> [GOAL OF THE EXERCISE]
Only an exact copy of every record counts as an answer.

+++ PROVIDED DATA +++

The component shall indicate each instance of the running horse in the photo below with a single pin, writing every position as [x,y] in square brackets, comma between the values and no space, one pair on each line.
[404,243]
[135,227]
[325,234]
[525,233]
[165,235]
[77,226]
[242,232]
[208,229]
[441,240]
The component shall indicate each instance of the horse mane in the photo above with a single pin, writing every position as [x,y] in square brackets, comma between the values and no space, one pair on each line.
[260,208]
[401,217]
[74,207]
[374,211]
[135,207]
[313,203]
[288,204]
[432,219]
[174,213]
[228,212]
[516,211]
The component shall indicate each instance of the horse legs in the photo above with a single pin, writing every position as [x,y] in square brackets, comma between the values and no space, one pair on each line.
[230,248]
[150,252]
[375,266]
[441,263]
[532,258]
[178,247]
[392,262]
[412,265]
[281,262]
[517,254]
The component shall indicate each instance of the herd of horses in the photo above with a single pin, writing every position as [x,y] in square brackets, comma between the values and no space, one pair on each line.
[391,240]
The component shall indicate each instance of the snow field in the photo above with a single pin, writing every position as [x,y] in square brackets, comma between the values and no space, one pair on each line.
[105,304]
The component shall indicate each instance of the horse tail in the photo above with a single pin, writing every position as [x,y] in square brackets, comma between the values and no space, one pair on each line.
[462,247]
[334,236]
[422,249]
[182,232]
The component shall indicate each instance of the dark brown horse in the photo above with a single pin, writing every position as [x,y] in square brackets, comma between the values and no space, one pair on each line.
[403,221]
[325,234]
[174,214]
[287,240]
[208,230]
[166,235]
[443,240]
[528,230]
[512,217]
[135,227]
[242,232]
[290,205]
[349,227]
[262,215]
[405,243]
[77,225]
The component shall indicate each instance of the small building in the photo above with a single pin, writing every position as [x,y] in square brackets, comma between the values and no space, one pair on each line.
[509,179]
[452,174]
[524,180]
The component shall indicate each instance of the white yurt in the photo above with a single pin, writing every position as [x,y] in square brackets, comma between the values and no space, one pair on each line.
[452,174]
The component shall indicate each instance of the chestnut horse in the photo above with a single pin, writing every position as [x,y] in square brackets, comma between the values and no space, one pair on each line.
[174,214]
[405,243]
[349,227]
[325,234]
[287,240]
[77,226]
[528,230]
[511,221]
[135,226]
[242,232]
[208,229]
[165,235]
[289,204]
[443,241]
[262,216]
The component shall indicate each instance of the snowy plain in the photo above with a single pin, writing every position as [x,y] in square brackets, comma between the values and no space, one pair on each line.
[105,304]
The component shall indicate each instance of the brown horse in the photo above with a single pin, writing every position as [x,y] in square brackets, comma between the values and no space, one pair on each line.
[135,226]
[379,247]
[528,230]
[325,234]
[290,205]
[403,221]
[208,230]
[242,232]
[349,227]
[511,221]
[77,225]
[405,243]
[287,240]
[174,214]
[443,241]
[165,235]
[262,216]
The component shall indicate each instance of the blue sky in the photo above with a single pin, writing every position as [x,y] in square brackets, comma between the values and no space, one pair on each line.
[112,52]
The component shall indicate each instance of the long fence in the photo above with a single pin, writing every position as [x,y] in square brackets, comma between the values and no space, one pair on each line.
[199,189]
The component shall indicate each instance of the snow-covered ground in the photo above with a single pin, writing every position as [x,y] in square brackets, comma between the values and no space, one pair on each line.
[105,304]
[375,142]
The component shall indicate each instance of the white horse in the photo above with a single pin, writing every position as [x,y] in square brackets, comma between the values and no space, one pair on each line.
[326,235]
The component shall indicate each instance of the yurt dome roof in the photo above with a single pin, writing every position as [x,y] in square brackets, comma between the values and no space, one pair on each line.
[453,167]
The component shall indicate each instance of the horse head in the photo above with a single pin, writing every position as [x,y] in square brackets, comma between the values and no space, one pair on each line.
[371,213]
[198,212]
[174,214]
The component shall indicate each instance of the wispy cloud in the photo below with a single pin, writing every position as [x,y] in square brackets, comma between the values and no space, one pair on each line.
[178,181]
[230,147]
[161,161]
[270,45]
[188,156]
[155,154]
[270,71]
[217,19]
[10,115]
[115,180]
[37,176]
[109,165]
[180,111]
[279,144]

+++

> [YOUR SOLUTION]
The component shall indicate each instance of the running horse in the photo below with a single pin, writing every position as [x,y] in square brackets, comma between the values and no space, one pair on each line.
[404,243]
[135,227]
[325,234]
[525,233]
[165,235]
[77,226]
[242,232]
[208,229]
[441,240]
The component shall indicate each instance of the horse mane in the photo above with a single pin, writing every position as [x,y] in square brackets, comma between the values and no space, one pair on each line.
[260,208]
[401,217]
[74,207]
[374,211]
[135,207]
[313,203]
[288,204]
[432,219]
[174,213]
[228,212]
[516,211]
The component shall indicate each instance of the horse legs in the photo above with a single pin, writing every position as [x,y] in square brackets, comma between the values and no space, one pair on each line.
[230,248]
[150,252]
[375,266]
[441,263]
[532,258]
[178,247]
[392,262]
[412,265]
[281,262]
[517,254]
The component shall indicate each instance of the herd of horses in the photo above with a single pin, writing every position as [x,y] in square brackets, comma between the values and no space, one pair on each line.
[391,240]
The component shall indicate each instance of the snow field in the photo above with a single pin, writing every position as [x,y] in square brackets, comma between the values and no space, one pair on each line.
[105,304]
The component shall indicate each instance of the horse tail in the photo above with a single pin, writing every position as [x,y] in square brackets, comma between the values and no space, one pair on each line.
[462,247]
[334,236]
[422,249]
[182,232]
The component shall indicate each instance of the dark brown horse in the photo above with a single pin, writing every position as [x,y] in square brackets, comma between the values and no space, one pair on each line.
[403,221]
[325,234]
[174,214]
[287,240]
[208,230]
[166,235]
[443,240]
[528,230]
[512,217]
[135,227]
[242,232]
[290,205]
[349,227]
[262,215]
[405,243]
[77,225]
The component shall indicate each instance of the small building in the photo above with a single pin, writing every position as [x,y] in square brackets, comma between the values and no space, one pair on each line.
[509,179]
[452,174]
[524,180]
The component shall indicate each instance of the white yurt in the photo above with a single pin, writing every position as [x,y] in square brackets, comma between the values and no space, one pair on each line.
[452,174]
The component shall indicate each instance of the chestnut horse in the photo above with a single pin, writing every position as [x,y] in square brackets, comma between the values and no space, one pair on each line.
[174,214]
[405,243]
[349,227]
[325,234]
[287,240]
[77,226]
[528,230]
[511,221]
[135,226]
[242,232]
[208,229]
[165,235]
[289,204]
[443,241]
[262,216]
The component shall indicate each instance of the snowy plain in the photo above with a single pin, writing every position as [x,y] in square brackets, comma between the values and no space, one pair on each line.
[105,304]
The component shall indicate each instance of the brown horse in the photo above with a single pin, writing every position as [x,y] in square brackets, comma between the values and no space, one pair on each line.
[135,226]
[379,247]
[528,230]
[325,234]
[290,205]
[403,221]
[208,230]
[242,232]
[349,227]
[511,221]
[77,225]
[405,243]
[287,240]
[174,214]
[443,241]
[165,235]
[262,216]
The component shall indicate each instance of the blue sky in the photo above with a single pin, writing every position as [x,y] in square brackets, comma between the values and no space, one pair on each line.
[112,52]
The component shall indicate each instance of the long fence in the photo above with a single pin, writing every position as [x,y] in square brackets, comma between the values and no space, one pair on each line.
[199,189]
The component shall indicate each instance of the snow-covered ground in the photo above with a single pin, writing every position as [x,y] in square brackets, comma between the values and no space, one pair on each line.
[105,304]
[375,142]
The component shall indicate each instance of the white horse in the photo above with a single pin, writing every position as [x,y] in square brackets, comma between the values and no space, one pair on each line.
[326,235]
The component shall indicate each instance of the yurt dome roof in the photo above with a single pin, writing every position as [x,y] in square brackets, comma between the values and no space, one pair on each line.
[453,167]
The component shall indicate each instance of the horse head in the photo above with a single pin, writing every position as [x,y] in square brackets, comma between the values and no space, one pair on each line.
[371,213]
[198,212]
[174,214]
The component shall indicate each instance of the wispy cloud in the photo below with a single pin, writing every position as [x,y] in square brackets, comma between the values and no space, one pair on each line.
[178,181]
[230,147]
[161,161]
[270,45]
[188,156]
[155,154]
[270,71]
[217,19]
[10,115]
[115,180]
[37,176]
[109,165]
[180,111]
[279,144]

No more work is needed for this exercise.